# Fragmento:
-------------------------
Abrió la cartera para enseñarla. No tenía dinero. Esa mañana sólo llevaba un billete timbrado en 1958 que usa desde hace años como amuleto.
La Habana, sábado 26 de noviembre, un día después de su muerte. En el restaurante El Españolito, un cuartucho desaseado en la planta baja de un edificio del Malecón, Paco Losas golpeaba un filete a mazazos. “Lo hacen así pa estirarlos, lle como si dijeran en España un bocadillo de pollo”, explicó con dialecto asturiano. El negocio, dijo, era de un amigo cubano que estaba a su lado. “Yo paso aquí los inviernos”. Un muchacho con cadenas doradas al cuello cobraba los bocadillos y le entregaba el dinero a Losas, que recordaba el impacto de la noticia de la noche anterior. “Dijeron que muriera Fidel y quitáronseme las ganas de comer”. “Yo no tengo nada en contra ni a favor de él”, dijo, y luego sopesó: “Nosotros allí vivimos otra libertad, pero yo aquí estoy muy a gusto”.
La urna de Castro fue depositada en su monolito el domingo 4 de diciembre, día de Santa Bárbara y del dios africano Changó, cuya fecha se celebra con toques de tambor. Esta vez el culto se pospuso un día por el luto nacional.
–¿Entonces son hoy los toques?
–Sí –afirmaba el lunes el vigilante del cementerio.
-------------------------
# Filas dadas:
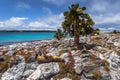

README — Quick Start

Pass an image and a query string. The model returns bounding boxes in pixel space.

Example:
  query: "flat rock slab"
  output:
[27,62,59,80]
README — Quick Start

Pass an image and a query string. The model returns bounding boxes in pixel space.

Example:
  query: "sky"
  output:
[0,0,120,31]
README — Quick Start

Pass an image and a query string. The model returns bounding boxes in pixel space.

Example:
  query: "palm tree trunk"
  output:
[74,16,79,46]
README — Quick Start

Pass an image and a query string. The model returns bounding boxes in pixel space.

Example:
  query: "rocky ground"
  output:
[0,33,120,80]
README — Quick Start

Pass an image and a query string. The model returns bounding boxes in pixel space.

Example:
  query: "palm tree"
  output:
[62,4,94,46]
[54,29,64,40]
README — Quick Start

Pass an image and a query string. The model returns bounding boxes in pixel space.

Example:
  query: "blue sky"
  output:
[0,0,120,31]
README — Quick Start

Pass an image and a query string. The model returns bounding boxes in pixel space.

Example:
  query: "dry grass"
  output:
[92,70,101,80]
[37,55,64,63]
[117,51,120,56]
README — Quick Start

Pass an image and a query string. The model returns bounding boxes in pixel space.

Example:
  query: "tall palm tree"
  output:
[62,4,94,46]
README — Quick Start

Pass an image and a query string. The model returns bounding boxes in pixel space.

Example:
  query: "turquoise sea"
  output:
[0,32,55,45]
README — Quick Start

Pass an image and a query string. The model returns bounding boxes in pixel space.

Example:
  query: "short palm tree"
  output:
[62,4,94,46]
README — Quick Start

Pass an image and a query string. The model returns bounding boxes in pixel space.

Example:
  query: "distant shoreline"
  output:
[0,30,56,32]
[0,39,52,47]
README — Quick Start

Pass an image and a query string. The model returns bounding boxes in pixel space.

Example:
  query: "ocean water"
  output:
[0,32,55,45]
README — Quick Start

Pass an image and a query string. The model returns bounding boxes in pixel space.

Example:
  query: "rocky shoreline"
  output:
[0,33,120,80]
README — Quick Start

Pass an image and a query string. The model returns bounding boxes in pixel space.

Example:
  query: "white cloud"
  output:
[0,13,64,30]
[43,0,66,6]
[28,13,63,30]
[92,14,120,24]
[0,17,28,28]
[16,2,31,10]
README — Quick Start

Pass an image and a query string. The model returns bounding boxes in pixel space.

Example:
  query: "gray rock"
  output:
[27,62,59,80]
[114,40,120,47]
[6,50,15,56]
[60,77,72,80]
[23,70,34,78]
[26,62,38,69]
[1,63,25,80]
[60,53,69,63]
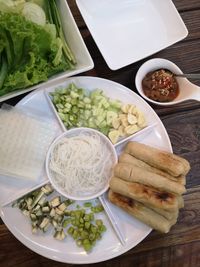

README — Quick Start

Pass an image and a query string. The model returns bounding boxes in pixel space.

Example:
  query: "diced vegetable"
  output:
[13,185,106,252]
[51,83,146,144]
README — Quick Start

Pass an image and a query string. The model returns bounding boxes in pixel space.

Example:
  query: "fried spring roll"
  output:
[124,141,190,177]
[110,177,178,211]
[114,163,186,195]
[119,153,186,185]
[108,190,176,233]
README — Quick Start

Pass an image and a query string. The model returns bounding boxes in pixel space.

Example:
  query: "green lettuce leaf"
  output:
[0,12,74,95]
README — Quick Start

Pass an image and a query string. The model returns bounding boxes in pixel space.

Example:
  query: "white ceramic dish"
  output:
[135,58,200,106]
[0,77,172,264]
[45,127,117,200]
[76,0,188,70]
[0,0,94,102]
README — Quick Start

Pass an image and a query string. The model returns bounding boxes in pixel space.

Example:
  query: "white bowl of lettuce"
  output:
[0,0,94,102]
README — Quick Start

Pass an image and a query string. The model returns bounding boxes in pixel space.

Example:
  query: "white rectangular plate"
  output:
[0,0,94,102]
[76,0,188,70]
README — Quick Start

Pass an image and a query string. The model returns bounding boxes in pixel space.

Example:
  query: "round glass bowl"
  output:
[46,127,117,200]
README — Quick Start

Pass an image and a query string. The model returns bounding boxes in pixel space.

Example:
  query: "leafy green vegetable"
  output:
[0,0,75,96]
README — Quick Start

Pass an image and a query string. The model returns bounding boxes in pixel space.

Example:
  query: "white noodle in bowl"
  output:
[46,128,117,200]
-------------------------
# Tu objetivo:
Di si cada frase está de acuerdo con el fragmento y copia tal cual las palabras que lo deciden: (a) Según Paco Losas, el negocio de El Españolito es de un amigo cubano. (b) La urna de Castro se puso en su monolito un sábado. (c) Ese año, el culto a Changó se celebró el mismo día de Santa Bárbara. Las filas no cuentan para nada aquí.

# Tu respuesta:
(a) Sí: «El negocio, dijo, era de un amigo cubano que estaba a su lado».
(b) No: «La urna de Castro fue depositada en su monolito el domingo 4 de diciembre».
(c) No: «Esta vez el culto se pospuso un día por el luto nacional».